**Task instructions**
Every line from the one with "dryer door, each" through the end of the records below should be restated word for word, and nothing outside that span.

[Dataset rows on where objects appear]
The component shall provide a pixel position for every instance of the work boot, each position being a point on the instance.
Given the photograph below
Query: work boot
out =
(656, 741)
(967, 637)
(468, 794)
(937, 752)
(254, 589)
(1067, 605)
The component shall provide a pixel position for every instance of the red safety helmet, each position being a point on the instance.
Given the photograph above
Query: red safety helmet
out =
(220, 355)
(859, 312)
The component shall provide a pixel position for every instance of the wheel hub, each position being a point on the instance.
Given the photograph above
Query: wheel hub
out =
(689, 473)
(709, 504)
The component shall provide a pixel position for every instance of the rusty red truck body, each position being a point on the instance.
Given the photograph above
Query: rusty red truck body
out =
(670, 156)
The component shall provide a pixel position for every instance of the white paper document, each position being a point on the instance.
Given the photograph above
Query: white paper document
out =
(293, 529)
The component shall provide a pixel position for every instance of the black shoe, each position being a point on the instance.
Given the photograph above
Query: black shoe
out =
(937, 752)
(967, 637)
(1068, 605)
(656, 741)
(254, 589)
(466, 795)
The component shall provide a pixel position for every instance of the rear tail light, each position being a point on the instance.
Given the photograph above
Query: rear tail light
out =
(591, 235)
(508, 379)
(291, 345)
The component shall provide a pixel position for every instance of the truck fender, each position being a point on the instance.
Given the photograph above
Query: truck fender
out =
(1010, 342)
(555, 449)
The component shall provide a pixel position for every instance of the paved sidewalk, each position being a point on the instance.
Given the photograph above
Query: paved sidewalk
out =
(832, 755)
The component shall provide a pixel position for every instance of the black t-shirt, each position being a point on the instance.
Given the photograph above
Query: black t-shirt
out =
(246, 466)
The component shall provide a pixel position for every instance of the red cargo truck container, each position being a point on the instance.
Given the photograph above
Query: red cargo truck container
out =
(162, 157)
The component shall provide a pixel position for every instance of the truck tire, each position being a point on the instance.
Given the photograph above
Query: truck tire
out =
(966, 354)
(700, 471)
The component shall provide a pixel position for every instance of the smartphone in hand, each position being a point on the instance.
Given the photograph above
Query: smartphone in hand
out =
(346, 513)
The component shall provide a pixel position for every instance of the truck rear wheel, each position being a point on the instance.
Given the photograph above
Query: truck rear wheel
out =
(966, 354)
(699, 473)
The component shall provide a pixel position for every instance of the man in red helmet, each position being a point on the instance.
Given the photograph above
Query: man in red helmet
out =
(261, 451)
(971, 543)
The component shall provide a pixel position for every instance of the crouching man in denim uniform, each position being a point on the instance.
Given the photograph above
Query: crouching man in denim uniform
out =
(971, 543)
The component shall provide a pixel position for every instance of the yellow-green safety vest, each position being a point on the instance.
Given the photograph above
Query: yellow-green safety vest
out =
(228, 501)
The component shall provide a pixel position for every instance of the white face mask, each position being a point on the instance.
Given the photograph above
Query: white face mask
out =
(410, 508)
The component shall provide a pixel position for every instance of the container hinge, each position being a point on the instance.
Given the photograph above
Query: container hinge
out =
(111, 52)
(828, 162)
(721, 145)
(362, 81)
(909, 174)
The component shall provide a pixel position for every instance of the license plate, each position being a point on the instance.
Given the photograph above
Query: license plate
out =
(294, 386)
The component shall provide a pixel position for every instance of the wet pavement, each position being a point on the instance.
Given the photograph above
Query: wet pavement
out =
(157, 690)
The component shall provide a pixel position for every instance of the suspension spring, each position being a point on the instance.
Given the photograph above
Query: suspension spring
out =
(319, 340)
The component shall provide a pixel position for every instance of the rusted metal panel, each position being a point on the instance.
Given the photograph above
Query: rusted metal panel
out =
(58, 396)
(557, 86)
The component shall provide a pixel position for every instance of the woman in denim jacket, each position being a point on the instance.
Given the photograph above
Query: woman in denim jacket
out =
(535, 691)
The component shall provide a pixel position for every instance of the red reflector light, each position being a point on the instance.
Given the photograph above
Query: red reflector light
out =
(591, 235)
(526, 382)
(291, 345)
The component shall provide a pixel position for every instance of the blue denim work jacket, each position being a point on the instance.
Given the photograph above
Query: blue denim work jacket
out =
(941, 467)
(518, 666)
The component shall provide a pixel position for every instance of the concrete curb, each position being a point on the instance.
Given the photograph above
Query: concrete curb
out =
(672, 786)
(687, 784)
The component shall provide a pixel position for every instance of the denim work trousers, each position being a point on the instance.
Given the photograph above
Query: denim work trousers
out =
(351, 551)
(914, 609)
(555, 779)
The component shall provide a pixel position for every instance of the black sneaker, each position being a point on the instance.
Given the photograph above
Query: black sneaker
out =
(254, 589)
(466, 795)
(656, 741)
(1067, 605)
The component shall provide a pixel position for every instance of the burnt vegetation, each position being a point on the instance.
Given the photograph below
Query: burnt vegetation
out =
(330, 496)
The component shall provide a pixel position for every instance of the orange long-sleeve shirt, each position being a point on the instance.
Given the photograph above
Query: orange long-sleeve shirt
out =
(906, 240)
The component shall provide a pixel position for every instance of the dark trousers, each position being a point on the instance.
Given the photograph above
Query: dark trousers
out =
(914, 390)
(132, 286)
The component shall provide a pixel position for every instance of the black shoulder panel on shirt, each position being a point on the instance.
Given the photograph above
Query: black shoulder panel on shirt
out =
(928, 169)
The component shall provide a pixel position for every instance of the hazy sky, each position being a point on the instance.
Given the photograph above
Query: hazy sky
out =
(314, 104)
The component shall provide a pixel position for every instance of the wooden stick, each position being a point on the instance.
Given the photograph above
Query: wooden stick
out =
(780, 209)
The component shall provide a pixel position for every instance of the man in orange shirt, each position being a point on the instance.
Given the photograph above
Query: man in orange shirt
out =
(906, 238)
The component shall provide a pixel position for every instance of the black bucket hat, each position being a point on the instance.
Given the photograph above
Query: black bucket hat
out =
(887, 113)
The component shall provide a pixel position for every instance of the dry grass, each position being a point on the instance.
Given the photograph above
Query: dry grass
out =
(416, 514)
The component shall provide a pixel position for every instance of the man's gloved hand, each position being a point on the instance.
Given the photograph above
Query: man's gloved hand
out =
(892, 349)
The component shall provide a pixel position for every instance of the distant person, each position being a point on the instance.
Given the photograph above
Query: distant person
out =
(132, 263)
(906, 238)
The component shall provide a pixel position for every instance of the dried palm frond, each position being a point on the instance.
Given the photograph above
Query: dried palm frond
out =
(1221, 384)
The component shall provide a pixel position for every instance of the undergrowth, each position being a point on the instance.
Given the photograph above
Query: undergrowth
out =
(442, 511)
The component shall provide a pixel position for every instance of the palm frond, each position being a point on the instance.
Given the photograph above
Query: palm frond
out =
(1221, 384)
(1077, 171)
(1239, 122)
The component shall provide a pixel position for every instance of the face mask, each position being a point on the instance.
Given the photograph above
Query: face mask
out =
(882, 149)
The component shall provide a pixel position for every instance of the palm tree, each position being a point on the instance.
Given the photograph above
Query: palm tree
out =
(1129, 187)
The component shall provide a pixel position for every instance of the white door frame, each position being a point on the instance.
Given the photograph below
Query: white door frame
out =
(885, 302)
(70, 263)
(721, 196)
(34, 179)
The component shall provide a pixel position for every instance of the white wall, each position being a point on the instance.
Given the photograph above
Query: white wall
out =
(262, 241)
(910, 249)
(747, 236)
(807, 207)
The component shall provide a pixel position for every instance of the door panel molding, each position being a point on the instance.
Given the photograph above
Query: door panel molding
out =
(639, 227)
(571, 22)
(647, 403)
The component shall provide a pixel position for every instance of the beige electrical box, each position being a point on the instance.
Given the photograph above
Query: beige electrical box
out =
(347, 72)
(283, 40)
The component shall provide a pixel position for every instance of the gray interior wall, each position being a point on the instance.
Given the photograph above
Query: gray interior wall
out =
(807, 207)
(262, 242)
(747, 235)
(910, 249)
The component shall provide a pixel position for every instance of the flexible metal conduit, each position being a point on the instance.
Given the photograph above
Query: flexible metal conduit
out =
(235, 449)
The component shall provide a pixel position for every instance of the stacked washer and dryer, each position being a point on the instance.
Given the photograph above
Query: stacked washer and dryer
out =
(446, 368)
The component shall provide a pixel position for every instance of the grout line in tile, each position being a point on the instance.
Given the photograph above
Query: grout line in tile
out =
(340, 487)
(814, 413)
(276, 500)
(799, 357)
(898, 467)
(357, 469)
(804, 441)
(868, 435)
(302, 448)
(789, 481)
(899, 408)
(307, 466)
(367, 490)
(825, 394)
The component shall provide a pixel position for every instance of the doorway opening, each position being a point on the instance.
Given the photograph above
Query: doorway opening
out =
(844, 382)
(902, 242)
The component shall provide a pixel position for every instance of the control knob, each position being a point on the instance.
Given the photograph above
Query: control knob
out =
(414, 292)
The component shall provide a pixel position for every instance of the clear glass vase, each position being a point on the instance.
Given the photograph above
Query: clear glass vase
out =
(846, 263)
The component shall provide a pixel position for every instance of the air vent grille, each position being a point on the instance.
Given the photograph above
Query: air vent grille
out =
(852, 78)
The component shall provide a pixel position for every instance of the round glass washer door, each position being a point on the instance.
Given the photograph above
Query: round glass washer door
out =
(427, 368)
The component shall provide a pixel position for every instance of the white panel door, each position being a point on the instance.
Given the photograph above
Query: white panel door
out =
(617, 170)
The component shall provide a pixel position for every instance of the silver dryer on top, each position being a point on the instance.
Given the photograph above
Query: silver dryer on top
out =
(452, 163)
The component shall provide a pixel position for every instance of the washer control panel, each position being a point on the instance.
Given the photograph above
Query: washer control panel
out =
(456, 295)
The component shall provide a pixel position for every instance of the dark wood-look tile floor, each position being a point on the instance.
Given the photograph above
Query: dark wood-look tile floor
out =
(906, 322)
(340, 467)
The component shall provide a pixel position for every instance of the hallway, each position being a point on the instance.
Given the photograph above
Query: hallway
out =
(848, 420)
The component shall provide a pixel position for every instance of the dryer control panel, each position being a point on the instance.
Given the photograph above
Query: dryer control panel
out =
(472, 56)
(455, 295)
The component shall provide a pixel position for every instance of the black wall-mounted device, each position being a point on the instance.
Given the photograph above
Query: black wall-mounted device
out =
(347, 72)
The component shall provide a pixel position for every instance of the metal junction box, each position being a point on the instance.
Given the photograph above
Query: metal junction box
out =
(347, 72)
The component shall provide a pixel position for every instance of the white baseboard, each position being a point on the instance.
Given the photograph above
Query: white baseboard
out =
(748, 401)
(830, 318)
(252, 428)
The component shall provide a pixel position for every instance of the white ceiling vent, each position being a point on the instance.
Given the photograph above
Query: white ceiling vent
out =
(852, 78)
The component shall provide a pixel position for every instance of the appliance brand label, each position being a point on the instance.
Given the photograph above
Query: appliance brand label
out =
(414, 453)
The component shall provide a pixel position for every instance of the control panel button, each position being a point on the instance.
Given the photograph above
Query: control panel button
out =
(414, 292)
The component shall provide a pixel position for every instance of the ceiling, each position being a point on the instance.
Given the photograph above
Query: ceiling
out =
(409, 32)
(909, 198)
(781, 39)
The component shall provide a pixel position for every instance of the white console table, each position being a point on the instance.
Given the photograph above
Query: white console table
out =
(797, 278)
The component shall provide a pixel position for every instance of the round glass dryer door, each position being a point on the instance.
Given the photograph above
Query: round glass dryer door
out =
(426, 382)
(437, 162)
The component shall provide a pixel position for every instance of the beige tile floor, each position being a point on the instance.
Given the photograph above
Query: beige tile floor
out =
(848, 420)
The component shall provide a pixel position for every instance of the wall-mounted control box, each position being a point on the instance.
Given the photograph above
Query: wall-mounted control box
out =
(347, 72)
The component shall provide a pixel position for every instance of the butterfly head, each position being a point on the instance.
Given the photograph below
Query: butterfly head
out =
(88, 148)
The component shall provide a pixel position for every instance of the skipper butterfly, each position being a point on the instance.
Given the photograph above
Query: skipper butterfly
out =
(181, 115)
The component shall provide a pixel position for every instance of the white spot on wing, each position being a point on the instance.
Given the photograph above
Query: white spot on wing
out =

**Problem solution**
The component shall provide a pixel position for every instance of the round glass dryer door, each position being a point on the instance.
Given the photograph above
Query: round glass dryer door
out =
(426, 382)
(437, 162)
The component shall provide a pixel position for every instance of the beige tile floor, each position being a point on the instance.
Given the photograph above
Query: beige tile floor
out =
(848, 420)
The component shall provide a pixel position for every instance of the wall-mounted control box, each position being a point on the instance.
Given the photograph above
Query: wall-mounted control box
out =
(347, 72)
The component shall provide a pixel position for every instance of the butterfly head, each position being a point on the instance.
Given the photograph below
Query: butterfly head
out =
(88, 148)
The component shall provide a pixel position for every instance of the skipper butterfly, each position being a point on the instance.
Given the photograph above
Query: skipper butterfly
out =
(181, 115)
The component shall provide a pixel position for every instance of the white spot on wing, each position being a point on the instance.
Given the photograph above
Query: white spot on wing
out =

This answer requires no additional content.